## TEXTO SELECCIONADO
☆ ☆ ☆
Otra de las cuestiones salientes es el tratamiento de la infancia. Gaspar ve fantasmas, su padre es capaz de tratarlo con enorme crueldad y de regalarle una caja con párpados en pleno brote místico.
–Es todo un problema la herencia de Gaspar. Su padre no quiere que sea médium pero de ser así, la Orden cae. La pregunta que me hice era hasta qué punto se puede detener la herencia, algo que me parece difícil o imposible a nivel personal y político.
Naciste en 1973 así que tu recorrido histórico es más o menos similar al que elegiste para Gaspar, que podría tener tu edad. Por otro lado, creás un vínculo con tus personajes. Y es como si Gaspar pudiera ser una suerte de hijo literario.
–Me he preguntado cuáles son los miedos que hacen que a mí me parezca casi mal tener un hijo. Es que me parece mal, no tengo una forma más sofisticada de definirlo. Entonces investigué por qué me pasa esto. Pero no quise hacerlo desde lo psicológico porque yo no tengo un rollo, yo estoy contenta con mi decisión, sino investigarlo desde un lugar artístico, literario. Este libro es una compilación de todas las cosas que me gustan, que investigo, que me obsesionan. Y el modo en que esas preocupaciones literarias arman un sistema en mi cabeza.
Por estos días, la editorial española Páginas de Espuma publicó una nueva nouvelle ilustrada de Enriquez: Ese verano a oscuras. Allí se cuenta la historia de dos amigas que viven en una ciudad que bien podría ser La Plata, en medio de apagones y un verano adolescente abúlico. Fans de las revistas baratas de asesinos seriales, se enteran de que un vecino femicida que asesinó a su mujer y a su hija, a la que ahorcó y colgó de la ventana mientras su cara “golpeaba el edificio y hacía un ruido opaco y carnal”. Se entiende, entonces, que los dibujos de la madrileña Helia Toledo que acompañan al texto tengan un tinte rojizo, como de sangre seca. La publicación de este texto es oportuna para ponerlo en diálogo con la otra, la novela desaforada, ambas unidas por un rasgo común: si el mundo no se desploma es porque permanece sostenido por hermandades fuera de las familias, que son el mismo infierno.
La geografía de Ese verano a oscuras es la que cobija a Gaspar cuando quiere convertirse en un adolescente del montón, que vive en Villa Elisa (un suburbio platense de clase media), tiene una psiquiatra amable, una novia universitaria, y un padre adoptivo, Luis (el hermano de Juan) que lo adora. Pero la Oscuridad no lo dejará en paz. “¿Quién es el tercero que siempre camina a tu lado?”, se pregunta TS Eliot en La Tierra baldía. El libro se abre con ese epígrafe. Junto a otros –de poetas clásicos como Keats o Baldomero Fernández Moreno a los versos contemporáneos de Elena Annibali– construyen una constelación luminosa en medio de la noche. Por esa línea fina camina Gaspar, convertido en hombre, tan bello como su padre, mucho menos voraz que la Orden de la que abjura, haciendo equilibrio entre la posibilidad de redención y la caída absoluta.
☆ ☆ ☆
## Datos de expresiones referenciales
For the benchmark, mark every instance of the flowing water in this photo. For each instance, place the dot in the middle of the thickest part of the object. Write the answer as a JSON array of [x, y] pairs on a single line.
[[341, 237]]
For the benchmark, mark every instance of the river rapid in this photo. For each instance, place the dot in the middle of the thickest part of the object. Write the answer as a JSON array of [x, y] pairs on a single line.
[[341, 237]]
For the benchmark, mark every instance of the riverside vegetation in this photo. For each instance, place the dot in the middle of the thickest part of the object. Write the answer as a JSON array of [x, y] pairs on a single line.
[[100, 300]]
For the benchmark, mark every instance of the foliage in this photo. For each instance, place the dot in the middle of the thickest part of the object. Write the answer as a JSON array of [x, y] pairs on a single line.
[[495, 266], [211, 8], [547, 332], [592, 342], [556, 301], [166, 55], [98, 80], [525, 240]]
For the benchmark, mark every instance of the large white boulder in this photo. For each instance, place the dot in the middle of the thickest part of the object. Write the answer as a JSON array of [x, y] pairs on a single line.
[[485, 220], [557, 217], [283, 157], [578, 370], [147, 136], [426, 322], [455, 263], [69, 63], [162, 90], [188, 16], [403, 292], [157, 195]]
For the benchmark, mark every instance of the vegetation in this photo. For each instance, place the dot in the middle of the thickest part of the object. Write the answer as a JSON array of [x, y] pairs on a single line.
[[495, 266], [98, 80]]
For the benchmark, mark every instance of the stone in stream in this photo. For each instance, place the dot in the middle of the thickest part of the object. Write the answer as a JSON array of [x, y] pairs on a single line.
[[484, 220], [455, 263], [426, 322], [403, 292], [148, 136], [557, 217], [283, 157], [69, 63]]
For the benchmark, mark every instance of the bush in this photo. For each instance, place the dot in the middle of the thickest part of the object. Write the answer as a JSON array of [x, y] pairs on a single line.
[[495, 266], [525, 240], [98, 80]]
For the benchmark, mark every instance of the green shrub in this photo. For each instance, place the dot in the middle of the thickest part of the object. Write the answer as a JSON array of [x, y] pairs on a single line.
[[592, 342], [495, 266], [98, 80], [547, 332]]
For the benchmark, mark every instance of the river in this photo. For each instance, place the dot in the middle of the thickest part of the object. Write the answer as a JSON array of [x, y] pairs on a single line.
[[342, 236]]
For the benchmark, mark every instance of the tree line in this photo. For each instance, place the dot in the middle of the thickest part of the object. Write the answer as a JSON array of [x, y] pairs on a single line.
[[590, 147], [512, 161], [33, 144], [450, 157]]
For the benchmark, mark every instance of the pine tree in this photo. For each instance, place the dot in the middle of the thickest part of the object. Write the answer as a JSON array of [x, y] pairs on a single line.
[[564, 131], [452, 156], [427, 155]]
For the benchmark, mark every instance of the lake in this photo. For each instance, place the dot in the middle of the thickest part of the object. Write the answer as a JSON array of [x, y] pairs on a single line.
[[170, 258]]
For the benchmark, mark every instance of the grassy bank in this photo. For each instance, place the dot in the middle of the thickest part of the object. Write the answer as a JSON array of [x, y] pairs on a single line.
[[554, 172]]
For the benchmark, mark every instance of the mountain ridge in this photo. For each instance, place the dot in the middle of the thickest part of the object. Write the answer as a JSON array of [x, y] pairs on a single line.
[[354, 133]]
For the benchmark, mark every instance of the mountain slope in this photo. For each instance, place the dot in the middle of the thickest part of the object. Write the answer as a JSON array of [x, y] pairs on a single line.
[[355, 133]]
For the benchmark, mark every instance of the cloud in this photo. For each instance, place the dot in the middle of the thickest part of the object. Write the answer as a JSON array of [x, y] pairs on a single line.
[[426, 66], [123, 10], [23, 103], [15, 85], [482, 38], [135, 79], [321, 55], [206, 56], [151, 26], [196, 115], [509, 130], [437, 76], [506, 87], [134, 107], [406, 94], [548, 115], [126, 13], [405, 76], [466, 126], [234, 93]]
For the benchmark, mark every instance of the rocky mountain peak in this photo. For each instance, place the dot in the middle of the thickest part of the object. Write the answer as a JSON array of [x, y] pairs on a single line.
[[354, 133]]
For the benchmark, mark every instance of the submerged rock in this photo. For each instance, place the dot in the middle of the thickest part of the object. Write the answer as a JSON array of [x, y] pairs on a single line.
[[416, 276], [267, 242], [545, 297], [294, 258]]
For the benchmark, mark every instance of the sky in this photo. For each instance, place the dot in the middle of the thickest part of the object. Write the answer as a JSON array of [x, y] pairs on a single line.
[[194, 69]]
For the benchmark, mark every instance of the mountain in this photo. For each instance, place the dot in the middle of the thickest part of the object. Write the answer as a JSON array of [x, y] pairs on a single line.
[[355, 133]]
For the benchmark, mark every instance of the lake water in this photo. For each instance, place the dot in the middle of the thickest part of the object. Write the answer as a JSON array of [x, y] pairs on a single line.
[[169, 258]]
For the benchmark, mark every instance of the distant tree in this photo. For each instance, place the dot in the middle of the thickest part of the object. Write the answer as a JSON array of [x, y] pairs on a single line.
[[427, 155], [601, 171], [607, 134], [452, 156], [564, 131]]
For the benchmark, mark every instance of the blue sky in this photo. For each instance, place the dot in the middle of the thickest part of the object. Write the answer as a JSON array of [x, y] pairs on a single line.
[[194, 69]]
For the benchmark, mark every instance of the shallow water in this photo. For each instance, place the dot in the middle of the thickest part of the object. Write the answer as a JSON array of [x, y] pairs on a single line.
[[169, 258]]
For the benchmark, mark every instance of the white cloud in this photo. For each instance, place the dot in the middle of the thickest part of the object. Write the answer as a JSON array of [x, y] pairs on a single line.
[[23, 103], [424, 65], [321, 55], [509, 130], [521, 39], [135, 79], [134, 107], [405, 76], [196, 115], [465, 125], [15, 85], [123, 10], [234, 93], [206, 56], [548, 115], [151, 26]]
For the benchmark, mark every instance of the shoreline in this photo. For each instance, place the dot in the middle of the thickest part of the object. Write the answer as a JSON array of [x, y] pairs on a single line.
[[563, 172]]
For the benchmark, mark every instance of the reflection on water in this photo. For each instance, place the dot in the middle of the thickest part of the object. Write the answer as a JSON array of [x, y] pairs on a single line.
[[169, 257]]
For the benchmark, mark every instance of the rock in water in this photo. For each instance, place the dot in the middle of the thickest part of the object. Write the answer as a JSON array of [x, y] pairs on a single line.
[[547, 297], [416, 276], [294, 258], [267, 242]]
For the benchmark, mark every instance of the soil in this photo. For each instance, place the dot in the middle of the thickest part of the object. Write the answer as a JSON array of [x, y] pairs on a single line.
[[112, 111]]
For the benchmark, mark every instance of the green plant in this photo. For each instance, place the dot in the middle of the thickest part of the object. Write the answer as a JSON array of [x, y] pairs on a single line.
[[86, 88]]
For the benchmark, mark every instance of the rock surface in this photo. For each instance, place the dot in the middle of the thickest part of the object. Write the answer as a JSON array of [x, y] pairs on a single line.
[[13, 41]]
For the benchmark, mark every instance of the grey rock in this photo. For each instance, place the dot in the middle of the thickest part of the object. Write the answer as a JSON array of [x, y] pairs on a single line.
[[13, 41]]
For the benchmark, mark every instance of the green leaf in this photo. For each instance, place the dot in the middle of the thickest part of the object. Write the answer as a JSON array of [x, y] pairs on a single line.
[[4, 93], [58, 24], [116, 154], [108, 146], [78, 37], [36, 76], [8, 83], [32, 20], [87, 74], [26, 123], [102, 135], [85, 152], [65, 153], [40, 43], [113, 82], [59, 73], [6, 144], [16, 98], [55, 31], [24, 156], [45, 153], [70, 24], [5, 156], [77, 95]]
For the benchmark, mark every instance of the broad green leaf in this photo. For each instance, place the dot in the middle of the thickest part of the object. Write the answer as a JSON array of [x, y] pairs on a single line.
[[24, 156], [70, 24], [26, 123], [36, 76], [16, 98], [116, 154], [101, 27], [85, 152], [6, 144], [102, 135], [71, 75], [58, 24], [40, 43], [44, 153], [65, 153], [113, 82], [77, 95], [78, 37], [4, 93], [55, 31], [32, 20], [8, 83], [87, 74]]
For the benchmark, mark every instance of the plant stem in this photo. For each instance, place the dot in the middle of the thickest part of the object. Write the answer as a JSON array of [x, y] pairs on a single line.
☆ ☆ ☆
## CONSIGNA
Reescribe de forma más breve el párrafo del texto seleccionado que comienza con «La geografía de Ese verano a oscuras» y conserva sus datos principales. Trabaja solo con el texto seleccionado.

## RESPUESTA
La geografía de Ese verano a oscuras es la misma que acoge a Gaspar cuando quiere ser un adolescente común. Vive en Villa Elisa, un suburbio platense de clase media, y tiene una psiquiatra amable, una novia universitaria y un padre adoptivo, Luis, hermano de Juan, que lo adora. Aun así, la Oscuridad no lo deja en paz. El libro abre con un epígrafe de La Tierra baldía de TS Eliot. Junto con otros epígrafes, de Keats, Baldomero Fernández Moreno y Elena Annibali, forma una constelación luminosa en medio de la noche. Por esa línea fina camina Gaspar ya hombre, tan bello como su padre y menos voraz que la Orden de la que abjura, en equilibrio entre la redención y la caída absoluta.